** Source material follows **
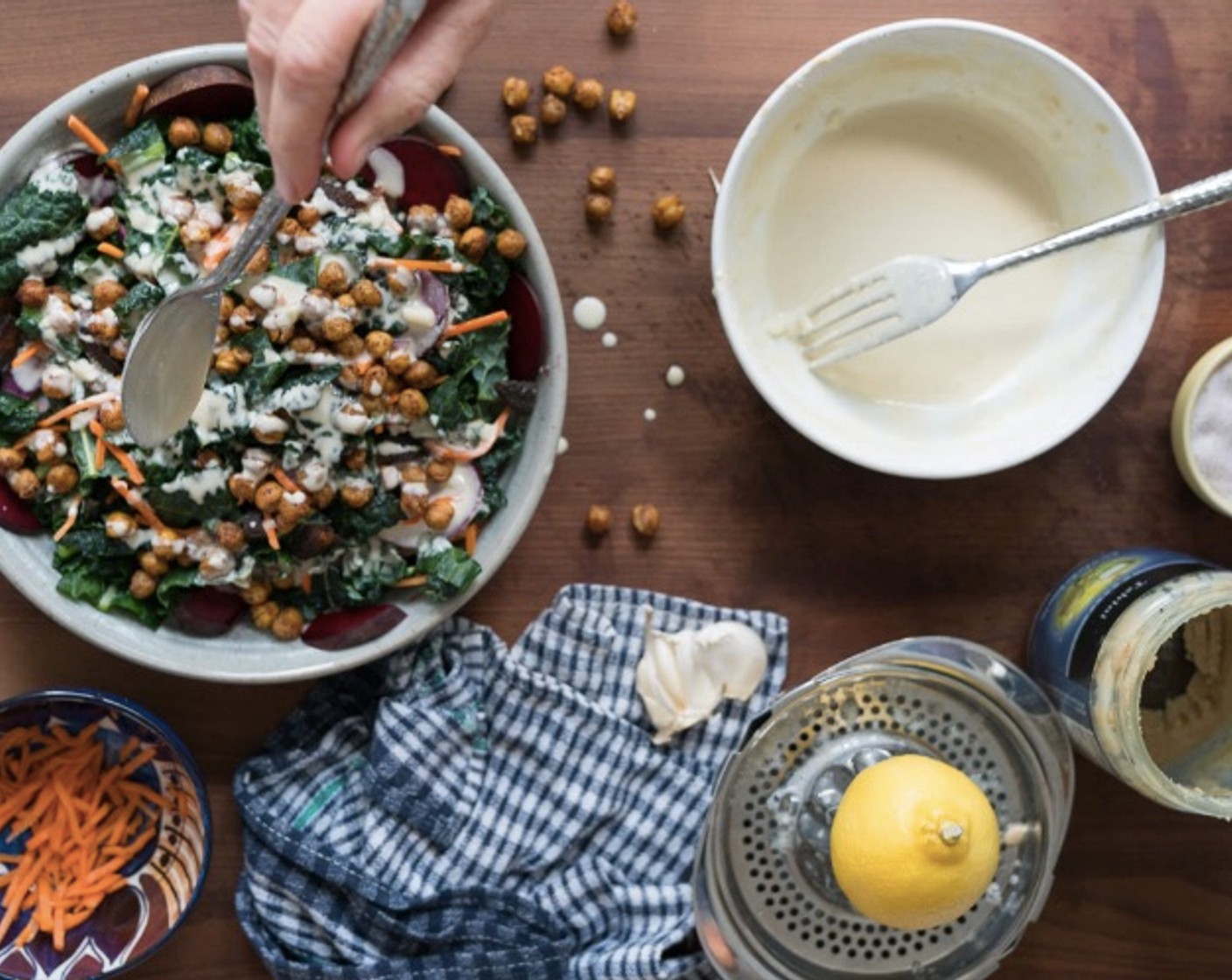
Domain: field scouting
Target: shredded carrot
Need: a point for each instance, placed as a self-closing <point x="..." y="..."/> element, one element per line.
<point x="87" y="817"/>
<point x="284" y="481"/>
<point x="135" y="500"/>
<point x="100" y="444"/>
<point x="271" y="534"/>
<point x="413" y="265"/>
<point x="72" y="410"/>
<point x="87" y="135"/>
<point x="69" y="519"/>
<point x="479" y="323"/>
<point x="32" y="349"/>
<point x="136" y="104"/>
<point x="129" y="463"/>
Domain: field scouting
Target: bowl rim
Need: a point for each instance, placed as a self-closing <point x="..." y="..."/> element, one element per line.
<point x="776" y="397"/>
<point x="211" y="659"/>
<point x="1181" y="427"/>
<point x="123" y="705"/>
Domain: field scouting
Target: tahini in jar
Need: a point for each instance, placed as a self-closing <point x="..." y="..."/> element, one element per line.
** End of Source material **
Go through the material and copy out every line with "Target" in it.

| Written response |
Target: shredded carrot
Target: bowl rim
Target: tahini in jar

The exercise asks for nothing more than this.